::: Input material :::

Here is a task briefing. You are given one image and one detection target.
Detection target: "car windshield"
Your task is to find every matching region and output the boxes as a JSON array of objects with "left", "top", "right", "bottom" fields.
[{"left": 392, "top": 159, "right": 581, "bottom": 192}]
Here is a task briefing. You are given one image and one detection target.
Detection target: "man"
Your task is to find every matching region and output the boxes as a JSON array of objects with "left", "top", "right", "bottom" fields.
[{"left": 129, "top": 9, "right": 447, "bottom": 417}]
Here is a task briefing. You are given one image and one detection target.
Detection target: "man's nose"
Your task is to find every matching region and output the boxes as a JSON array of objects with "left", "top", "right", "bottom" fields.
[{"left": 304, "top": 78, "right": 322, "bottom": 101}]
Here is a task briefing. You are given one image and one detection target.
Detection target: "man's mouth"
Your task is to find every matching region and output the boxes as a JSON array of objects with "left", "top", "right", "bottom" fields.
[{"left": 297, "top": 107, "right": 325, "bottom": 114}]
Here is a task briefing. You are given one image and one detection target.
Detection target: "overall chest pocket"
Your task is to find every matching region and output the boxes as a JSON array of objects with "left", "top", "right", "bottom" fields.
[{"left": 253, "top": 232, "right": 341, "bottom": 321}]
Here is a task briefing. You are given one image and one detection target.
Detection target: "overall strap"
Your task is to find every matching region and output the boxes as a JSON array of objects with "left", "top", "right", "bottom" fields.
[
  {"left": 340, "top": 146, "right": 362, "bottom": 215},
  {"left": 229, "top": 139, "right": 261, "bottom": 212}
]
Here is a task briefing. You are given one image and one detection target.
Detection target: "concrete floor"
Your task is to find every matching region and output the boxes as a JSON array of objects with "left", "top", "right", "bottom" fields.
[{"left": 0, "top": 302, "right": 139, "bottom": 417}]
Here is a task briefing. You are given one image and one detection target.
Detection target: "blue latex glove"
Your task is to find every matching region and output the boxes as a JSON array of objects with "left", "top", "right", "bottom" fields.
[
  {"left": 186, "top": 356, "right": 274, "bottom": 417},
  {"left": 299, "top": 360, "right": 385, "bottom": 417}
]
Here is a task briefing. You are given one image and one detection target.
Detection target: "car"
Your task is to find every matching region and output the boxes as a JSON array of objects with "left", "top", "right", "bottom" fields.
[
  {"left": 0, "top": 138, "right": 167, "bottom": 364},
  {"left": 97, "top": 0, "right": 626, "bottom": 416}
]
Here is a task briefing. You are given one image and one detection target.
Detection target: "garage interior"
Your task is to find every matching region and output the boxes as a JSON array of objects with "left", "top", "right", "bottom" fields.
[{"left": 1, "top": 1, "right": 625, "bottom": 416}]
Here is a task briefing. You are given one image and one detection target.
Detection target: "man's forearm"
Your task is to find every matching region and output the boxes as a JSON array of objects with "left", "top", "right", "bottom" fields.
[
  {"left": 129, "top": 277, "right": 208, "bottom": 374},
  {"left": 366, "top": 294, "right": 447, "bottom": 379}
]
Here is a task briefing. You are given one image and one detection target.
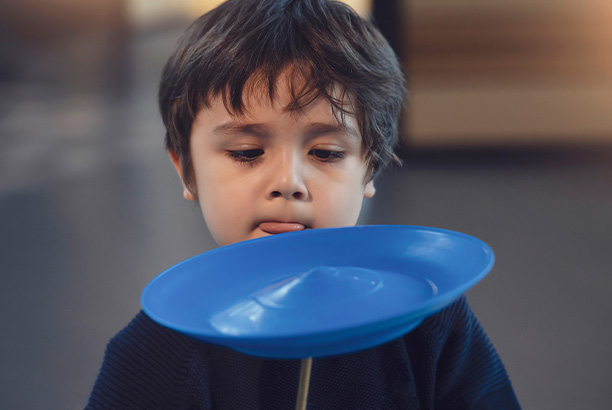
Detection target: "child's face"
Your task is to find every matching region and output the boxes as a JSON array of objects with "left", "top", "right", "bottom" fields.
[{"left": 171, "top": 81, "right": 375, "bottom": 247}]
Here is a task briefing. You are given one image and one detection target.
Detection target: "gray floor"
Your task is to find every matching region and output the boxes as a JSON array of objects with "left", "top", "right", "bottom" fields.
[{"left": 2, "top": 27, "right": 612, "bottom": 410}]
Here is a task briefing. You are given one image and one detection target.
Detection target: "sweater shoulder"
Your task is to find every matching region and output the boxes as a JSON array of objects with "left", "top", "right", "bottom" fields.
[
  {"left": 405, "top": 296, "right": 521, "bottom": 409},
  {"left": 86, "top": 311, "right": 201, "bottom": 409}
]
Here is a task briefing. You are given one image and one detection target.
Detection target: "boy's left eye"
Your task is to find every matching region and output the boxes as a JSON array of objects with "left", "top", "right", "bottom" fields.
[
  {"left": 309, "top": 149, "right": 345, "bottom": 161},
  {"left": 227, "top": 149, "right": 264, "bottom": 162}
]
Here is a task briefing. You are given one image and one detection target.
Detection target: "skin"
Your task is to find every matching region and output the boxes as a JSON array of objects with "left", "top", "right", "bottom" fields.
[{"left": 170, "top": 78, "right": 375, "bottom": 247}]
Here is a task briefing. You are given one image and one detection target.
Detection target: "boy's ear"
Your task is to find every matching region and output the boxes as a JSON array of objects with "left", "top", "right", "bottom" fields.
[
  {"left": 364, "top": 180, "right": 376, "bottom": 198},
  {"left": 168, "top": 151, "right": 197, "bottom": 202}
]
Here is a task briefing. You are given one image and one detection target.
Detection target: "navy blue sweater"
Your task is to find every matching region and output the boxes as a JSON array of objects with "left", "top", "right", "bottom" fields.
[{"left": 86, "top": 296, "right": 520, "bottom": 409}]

:::

* Assigned task *
No pictures belong in the copy. Repeat the listing above exactly.

* Exercise response *
Here is a task briefing. You are given one image and one detection target.
Detection target: "car windshield"
Your task is to find every matching region and output the boxes as a JSON array of objects with "left", "top", "right", "bottom" fields.
[{"left": 392, "top": 159, "right": 581, "bottom": 192}]
Here is a task briefing. You are given one image and one detection target.
Detection target: "man"
Your task is to find every matching region and output the boxes as a JSON array of objects with "left", "top", "right", "bottom" fields.
[{"left": 129, "top": 9, "right": 447, "bottom": 417}]
Here is a task briefing. You are given one image and one detection target.
Detection target: "man's nose"
Your task is to find every matching region and output the boxes as a JSON array of objects with "left", "top", "right", "bottom" fields.
[{"left": 304, "top": 78, "right": 322, "bottom": 101}]
Here is a task briefing. You are given one image and one detection target.
Detection target: "man's mouth"
Your task is to find every matching region and output the boxes as a JSON array of objects with "left", "top", "right", "bottom" fields.
[{"left": 297, "top": 107, "right": 325, "bottom": 114}]
Here is a task briefing. You are given one image and one detection target.
Detection target: "overall chest pocket"
Your task is to find every matching region and output the boxes as a JSON array of objects with "left", "top", "right", "bottom" fields.
[{"left": 253, "top": 232, "right": 341, "bottom": 321}]
Here is a task briefing. You are given one image and one detection target.
Detection target: "overall strap"
Your task is to find every matching region and output the boxes as a JSON array of objects with "left", "top", "right", "bottom" fields.
[
  {"left": 340, "top": 146, "right": 362, "bottom": 215},
  {"left": 229, "top": 139, "right": 261, "bottom": 212}
]
Here is a task briefing. You are given one image and one detection target.
Detection target: "concrete floor"
Your task is to find every matching region and output the boxes as a JSON array of objects with "left", "top", "right", "bottom" fields.
[{"left": 0, "top": 302, "right": 139, "bottom": 417}]
Here is a task briefing. You are given one image and one detection target.
Detection target: "blue latex glove"
Your task is to find every matching region and output the boxes as a JSON array of objects with "left", "top", "right", "bottom" fields.
[
  {"left": 186, "top": 356, "right": 274, "bottom": 417},
  {"left": 299, "top": 360, "right": 385, "bottom": 417}
]
Here is a task briefing. You are given one image and one detection target.
Detection target: "car"
Your task is to find every matching region and output the boxes as a JSON array of objects with "left", "top", "right", "bottom" fields.
[
  {"left": 0, "top": 138, "right": 167, "bottom": 364},
  {"left": 97, "top": 0, "right": 626, "bottom": 416}
]
Here is a task briefing. You are given one image and one detection target.
Detection target: "garage interior"
Your task is to find every matching region and output the boxes as a JSON array of objects with "left", "top", "right", "bottom" fields.
[{"left": 1, "top": 1, "right": 625, "bottom": 416}]
Here is a task briefing. You are given one image and one detection target.
Detection target: "man's forearm"
Your task is to find every matching region and output the boxes as a JSON array of objects with "left", "top", "right", "bottom" fields.
[
  {"left": 129, "top": 277, "right": 208, "bottom": 374},
  {"left": 366, "top": 294, "right": 447, "bottom": 379}
]
Here is a task briefing. You are given one image and one detection target.
Detection target: "child's face"
Your task is to find every matching region and output the boxes as a JSON array of objects with "left", "top", "right", "bottom" fields.
[{"left": 171, "top": 81, "right": 375, "bottom": 247}]
Here is a task briefing. You are given one image and one detection target.
Detection target: "gray floor"
Your task is to find every matching region and output the boxes as a JSON array of objects with "left", "top", "right", "bottom" fields.
[{"left": 2, "top": 27, "right": 612, "bottom": 410}]
Here is a task briefing. You are given one image and one detection target.
Detection target: "sweater shoulder"
Your task is to find every matching region and output the boxes as a JSON array of objects with "left", "top", "right", "bottom" fields.
[
  {"left": 405, "top": 296, "right": 521, "bottom": 409},
  {"left": 86, "top": 311, "right": 201, "bottom": 409}
]
Here is a task briefing. You are given one image and one detection target.
Detection target: "boy's left eye"
Your task is to find every matching region and output the boxes as a JSON array of objects with "left", "top", "right", "bottom" fields.
[
  {"left": 309, "top": 149, "right": 345, "bottom": 161},
  {"left": 227, "top": 149, "right": 264, "bottom": 162}
]
Here is a task briefing. You are given one image and one detection target.
Detection target: "skin"
Your task is to find every matching region and output the boxes as a JSON array of objects with "left", "top", "right", "bottom" fields.
[{"left": 170, "top": 78, "right": 375, "bottom": 247}]
Here is a task briefing. You are given one image and one detection target.
Detection target: "boy's ear"
Your task is to find every matching region and output the boxes as a JSON array of objects with "left", "top", "right", "bottom" fields.
[
  {"left": 364, "top": 180, "right": 376, "bottom": 198},
  {"left": 168, "top": 151, "right": 197, "bottom": 202}
]
Here is a task briefing. You are given one image and one detection target.
Detection target: "navy blue sweater"
Your task is to find every matching region and output the boxes as a JSON array of objects with "left", "top", "right", "bottom" fields.
[{"left": 86, "top": 296, "right": 520, "bottom": 409}]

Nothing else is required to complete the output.